## SOURCE TEXT:

-*-*-

The Long Kiss Goodnight is a very interesting phenomenon, if not a movie that's interesting to watch. It takes elements from several different recent films and jumbles them all up until they are completely incomprehensible. If you've watched a lot of movies lately, as I have, you might be able to find something to think about instead of having to completely dissociate and form a second personality to deal with the horror of it all.
Here's the story, as near as I can tell: Geena Davis plays herself. After the shooting of Cutthroat Island (directed, as was The Long Kiss Goodnight, by her weird Swedish husband Renny Harlin), Ms. Davis, tired of her horrible, dried-up movie career which hasn't seen a hit since 1992's A League of Their Own, jumps off the pirate ship into the ocean, attempting to drown herself. Instead, she lives, and washes up on the beach without being able to remember who she is. Authorities convince her that she is Samantha Caine, a school teacher, and over eight years she manages to build a new life in upstate New York.
Meanwhile, Jules Winnfield (Samuel L. Jackson) of 1994's Pulp Fiction has given up his life of crime and "wandered the earth" to New York City, where he has become a fleabag detective who relies on prostitution rackets to keep his bills paid. Of course, he's still a "bad motherf---er." Winnfield uncovers Davis's "true identity" in a series of shocking revelations. It turns out that she's really a government assassin named Charlie Baltimore (what kind of Charlie girl are you?) who works for "The Chapter," a supersecret agency so supersecret its director meets with the President in the White House kitchen. The president in this alternate universe is R.J. Hacker, the arms dealer from 1995's Canadian Bacon, now invested with real power.
Anyway, as Charlie tries to surface and reclaim her old glamorous life of fakey bleached hair and killing people, she encounters Lyman Collier (Brian Cox) of this year's Chain Reaction, still up to his old corrupt stunts. He's offed pretty quickly, presumably meaning we'll have abundant clean energy in the foreseeable future, whether Keanu signs for the sequel or not. He's murdered by the fella Charlie was supposed to hit before her amnesia, code name Daedalus, who is really Dr. Peters of last year's Twelve Monkeys. He's joined forces with The Chapter so they can keep getting their funding, and he works with the father of Davis's mystery daughter, who is played by Jean-Claude Van Damme, who apparently has been working hard on getting rid of his accent. Nice work, Jean-Claude.
So now, in addition to trying to save the world and kill people, Davis has to foil the big plan to stage a terrorist attack so The Chapter can keep its funding, and save her daughter who has been kidnapped by Jean-Claude Van Damme. Anybody wanna take bets if she can do it, especially with Jules Winnfield as backup?
The whole movie is basically a backdrop for screenwriter Shane Black and director Renny Harlin's grand, brutal wet dream of brutalizing women and then looking lovingly at the scars inflicted. Geena Davis plays right along, staring mysteriously at her bruises in big mirrors and saying, "Sometimes I stand and stare at my scars and wonder where they came from." If you don't puke, you might be Renny Harlin or a fourteen-year-old ADD-afflicted, Mortal Kombat-addicted slackjaw with just maybe one too many porn magazines under your mattress. Lots of children get threatened with guns and bombs, as well, so if you think that sounds like fun, this winner's for you, too.
To sum up, people may tell you that there's some good dialogue (there is, but only about eight lines' worth, and it's so spread out and disconnected that you look at your watch waiting for one, or, like, a big explosion), and some people might tell you there's some good action (there's about five minutes' worth an hour and fifteen minutes in), but overall, this is the worst movie of the year, worse even than The Crow: City of Angels, and that's saying a mouthful.

-*-*-

## USING THE INFORMATION:
**a.** Translate this sentence from the review of The Long Kiss Goodnight into Spanish: "Instead, she lives, and washes up on the beach without being able to remember who she is."
**b.** Reproduce the review of The Long Kiss Goodnight word for word from "The Long Kiss Goodnight is" to "horror of it all.".

## RAW DATA:
-*-*-

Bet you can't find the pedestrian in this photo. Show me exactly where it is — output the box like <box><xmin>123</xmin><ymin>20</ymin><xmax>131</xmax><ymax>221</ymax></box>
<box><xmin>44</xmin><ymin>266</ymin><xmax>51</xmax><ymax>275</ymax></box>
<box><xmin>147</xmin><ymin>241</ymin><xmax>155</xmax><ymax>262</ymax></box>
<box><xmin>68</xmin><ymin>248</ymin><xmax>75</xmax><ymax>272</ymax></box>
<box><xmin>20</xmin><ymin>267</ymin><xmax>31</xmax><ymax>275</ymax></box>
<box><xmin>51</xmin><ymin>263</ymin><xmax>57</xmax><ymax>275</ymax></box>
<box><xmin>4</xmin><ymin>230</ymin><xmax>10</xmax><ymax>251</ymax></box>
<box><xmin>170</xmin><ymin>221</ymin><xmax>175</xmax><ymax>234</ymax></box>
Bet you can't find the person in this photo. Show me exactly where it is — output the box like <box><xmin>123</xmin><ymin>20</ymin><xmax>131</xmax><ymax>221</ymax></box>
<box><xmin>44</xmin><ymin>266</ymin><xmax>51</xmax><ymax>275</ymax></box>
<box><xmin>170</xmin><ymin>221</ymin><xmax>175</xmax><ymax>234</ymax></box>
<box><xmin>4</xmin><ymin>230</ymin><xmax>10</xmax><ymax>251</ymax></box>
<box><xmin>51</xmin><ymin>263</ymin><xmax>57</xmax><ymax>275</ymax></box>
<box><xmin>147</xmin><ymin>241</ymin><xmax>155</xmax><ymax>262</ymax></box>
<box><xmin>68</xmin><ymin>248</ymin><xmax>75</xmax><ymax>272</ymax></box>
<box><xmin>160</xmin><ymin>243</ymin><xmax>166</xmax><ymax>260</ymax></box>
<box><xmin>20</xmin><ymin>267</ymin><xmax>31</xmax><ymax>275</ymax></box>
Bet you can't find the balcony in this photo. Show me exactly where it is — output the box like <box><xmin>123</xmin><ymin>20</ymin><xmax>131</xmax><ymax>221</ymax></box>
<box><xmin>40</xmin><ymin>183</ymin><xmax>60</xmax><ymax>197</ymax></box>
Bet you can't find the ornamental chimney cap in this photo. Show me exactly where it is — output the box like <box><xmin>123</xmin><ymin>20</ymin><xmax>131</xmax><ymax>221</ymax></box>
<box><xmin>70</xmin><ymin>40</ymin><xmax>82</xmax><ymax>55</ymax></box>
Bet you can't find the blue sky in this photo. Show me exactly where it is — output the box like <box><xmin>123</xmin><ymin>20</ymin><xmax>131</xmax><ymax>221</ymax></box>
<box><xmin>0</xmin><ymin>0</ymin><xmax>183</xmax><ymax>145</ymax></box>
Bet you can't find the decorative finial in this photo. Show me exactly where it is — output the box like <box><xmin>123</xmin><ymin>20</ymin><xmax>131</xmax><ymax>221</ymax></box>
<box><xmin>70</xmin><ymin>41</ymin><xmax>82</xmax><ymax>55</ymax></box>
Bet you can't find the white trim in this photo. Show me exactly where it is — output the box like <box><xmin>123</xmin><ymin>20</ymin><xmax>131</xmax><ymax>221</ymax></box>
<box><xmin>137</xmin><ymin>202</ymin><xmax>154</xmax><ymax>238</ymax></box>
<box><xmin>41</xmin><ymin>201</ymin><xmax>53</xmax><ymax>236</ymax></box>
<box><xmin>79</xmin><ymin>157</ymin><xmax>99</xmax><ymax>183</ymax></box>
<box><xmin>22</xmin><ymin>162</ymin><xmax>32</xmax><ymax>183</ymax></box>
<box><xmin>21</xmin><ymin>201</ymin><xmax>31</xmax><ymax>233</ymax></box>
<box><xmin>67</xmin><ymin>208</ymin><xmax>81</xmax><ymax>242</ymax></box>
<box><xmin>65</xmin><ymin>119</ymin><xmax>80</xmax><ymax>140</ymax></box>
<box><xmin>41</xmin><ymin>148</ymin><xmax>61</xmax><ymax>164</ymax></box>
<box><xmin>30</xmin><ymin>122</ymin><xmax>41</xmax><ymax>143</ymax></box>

-*-*-

## SOLUTIONS TO THE TASKS:
**a.** En cambio, sobrevive y el mar la arrastra hasta la playa sin que pueda recordar quién es.

**b.**
The Long Kiss Goodnight is a very interesting phenomenon, if not a movie that's interesting to watch. It takes elements from several different recent films and jumbles them all up until they are completely incomprehensible. If you've watched a lot of movies lately, as I have, you might be able to find something to think about instead of having to completely dissociate and form a second personality to deal with the horror of it all.